== Passage ==
===

The calculations show that the YD ΔR values are significantly higher than the ΔR values in the Allerød and in the Early Holocene. Weighted ΔR values for the Early Holocene were found to be − 136 ± 38 14C yr, for the YD it is + 46 ± 28 14C yr and − 97 ± 28 14C yr for the Allerød period (Table 3). The ΔR values within each of these time periods have χ2/n-1 values < 1, indicating that the measurement uncertainties explain the variance within the group. Thus, we could combine the measurements into weighted means of ΔR values for each time period (Table 3).
The Norcoast25 marine calibration curve
13,900–12,720 (Allerød into the YD)
For this period, the marine 14C ages plot below, but almost parallel with the Marine20 curve (Figure 5). I therefore reduced the Marine20 curve by the weighted mean of the ΔR values for this period, − 97 14C yr (Table 3). All marine 14C ages ± 1 σ are on or very close to this curve (Figure 5).

===

== Task requirements ==
Pick up the passage on the Norcoast25 marine calibration curve after its last sentence and continue writing it. The items come from a separate source unrelated to the passage.

== Provided data ==
===

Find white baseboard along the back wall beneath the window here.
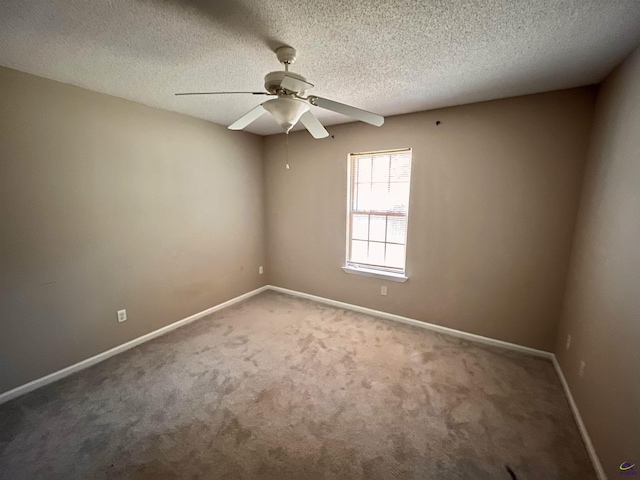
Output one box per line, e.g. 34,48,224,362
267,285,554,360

===

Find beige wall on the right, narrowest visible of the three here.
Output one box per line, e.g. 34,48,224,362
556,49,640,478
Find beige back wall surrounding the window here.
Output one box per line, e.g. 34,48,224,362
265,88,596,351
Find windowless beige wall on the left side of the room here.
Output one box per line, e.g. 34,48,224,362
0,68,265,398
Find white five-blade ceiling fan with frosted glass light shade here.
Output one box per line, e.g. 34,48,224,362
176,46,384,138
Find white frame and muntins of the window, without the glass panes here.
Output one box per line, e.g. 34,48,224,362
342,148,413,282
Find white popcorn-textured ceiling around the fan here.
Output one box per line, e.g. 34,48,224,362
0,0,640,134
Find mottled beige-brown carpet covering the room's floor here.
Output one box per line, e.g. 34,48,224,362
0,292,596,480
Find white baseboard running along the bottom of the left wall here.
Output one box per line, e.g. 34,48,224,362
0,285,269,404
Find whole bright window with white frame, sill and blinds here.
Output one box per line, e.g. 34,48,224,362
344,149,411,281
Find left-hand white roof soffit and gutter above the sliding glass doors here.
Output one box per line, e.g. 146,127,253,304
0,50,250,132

===

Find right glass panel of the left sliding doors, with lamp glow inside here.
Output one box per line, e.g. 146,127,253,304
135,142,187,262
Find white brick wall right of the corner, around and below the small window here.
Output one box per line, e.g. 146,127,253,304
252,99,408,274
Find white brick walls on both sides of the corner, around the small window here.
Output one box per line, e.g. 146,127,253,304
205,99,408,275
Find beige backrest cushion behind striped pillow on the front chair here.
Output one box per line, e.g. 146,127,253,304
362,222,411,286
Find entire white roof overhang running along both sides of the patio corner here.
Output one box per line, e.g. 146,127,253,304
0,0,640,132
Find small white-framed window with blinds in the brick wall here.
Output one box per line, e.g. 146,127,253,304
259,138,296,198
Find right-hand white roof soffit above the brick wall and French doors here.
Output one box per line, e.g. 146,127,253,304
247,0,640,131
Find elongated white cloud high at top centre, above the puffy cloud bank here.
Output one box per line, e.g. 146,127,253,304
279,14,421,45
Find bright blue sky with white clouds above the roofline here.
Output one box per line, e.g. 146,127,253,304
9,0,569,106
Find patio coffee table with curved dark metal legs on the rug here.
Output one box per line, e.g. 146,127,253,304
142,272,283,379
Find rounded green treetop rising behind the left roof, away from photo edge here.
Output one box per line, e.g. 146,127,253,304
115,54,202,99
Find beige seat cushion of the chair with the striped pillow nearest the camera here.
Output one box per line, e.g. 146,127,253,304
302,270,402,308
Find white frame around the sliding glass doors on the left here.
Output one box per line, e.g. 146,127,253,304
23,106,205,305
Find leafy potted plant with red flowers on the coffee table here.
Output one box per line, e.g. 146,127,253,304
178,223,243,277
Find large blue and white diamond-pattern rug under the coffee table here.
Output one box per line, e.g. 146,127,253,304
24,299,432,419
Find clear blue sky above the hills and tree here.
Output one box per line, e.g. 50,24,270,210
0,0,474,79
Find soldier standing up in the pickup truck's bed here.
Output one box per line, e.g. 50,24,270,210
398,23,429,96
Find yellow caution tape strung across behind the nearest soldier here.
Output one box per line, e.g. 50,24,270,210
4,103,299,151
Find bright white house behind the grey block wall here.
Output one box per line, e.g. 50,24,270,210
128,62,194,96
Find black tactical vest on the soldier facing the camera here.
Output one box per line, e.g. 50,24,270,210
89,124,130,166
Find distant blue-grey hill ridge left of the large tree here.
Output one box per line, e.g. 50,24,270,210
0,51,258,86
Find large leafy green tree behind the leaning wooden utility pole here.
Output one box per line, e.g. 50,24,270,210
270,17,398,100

===

== Response for this exercise ==
The Norcoast25 calibration curve (purple line) shown together with the IntCal20 curve (black lower line) (Reimer et al. Reference Reimer, Austin, Bard, Bayliss, Blackwell, Bronk Ramsey, Butzin, Cheng, Edwards, Friedrich, Grootes, Guilderson, Hajdas, Heaton, Hogg, Hughen, Kromer, Manning, Muscheler, Palmer, Pearson, van der Plicht, Reimer, Richards, Scott, Southon, Turney, Wacker, Adolphi, Büntgen, Capano, Fahrni, Fogtmann-Schulz, Friedrich, Köhler, Kudsk, Miyake, Olsen, Reinig, Sakamoto, Sookdeo and Talamo2020) and the Marine20 curve (black upper line) (Heaton et al. Reference Heaton, Köhler, Butzin, Bard, Reimer, Austin, Bronk Ramsey, Grootes, Hughen, Kromer, Reimer, Adkins, Burke, Cook, Olsen and Skinner2020). The green stippled curve is the Normarine18 curve (Brendryen et al. Reference Brendryen, Haflidason, Yokoyama, Haaga and Hannisdal2020). Terrestrial 14C ages (green filled symbols) and marine 14C ages (blue filled symbols) are plotted with 1σ error bars at their mean calibrated ages.
As an additional check, I moved the ten marine 14C ages from this period at one-year increments upward and downward along the y-axis of Figure 5 to find the best position for this sequence of ages. For each increment I calculated the squared difference between the 14C age of the marine samples and the 14C age of the Marine20 curve and divided this difference by the squared standard deviation of the 14C age of the sample plus the standard deviation of the Marine20 curve. In turn, best fit was obtained with a ΔR value of − 97 14C yr.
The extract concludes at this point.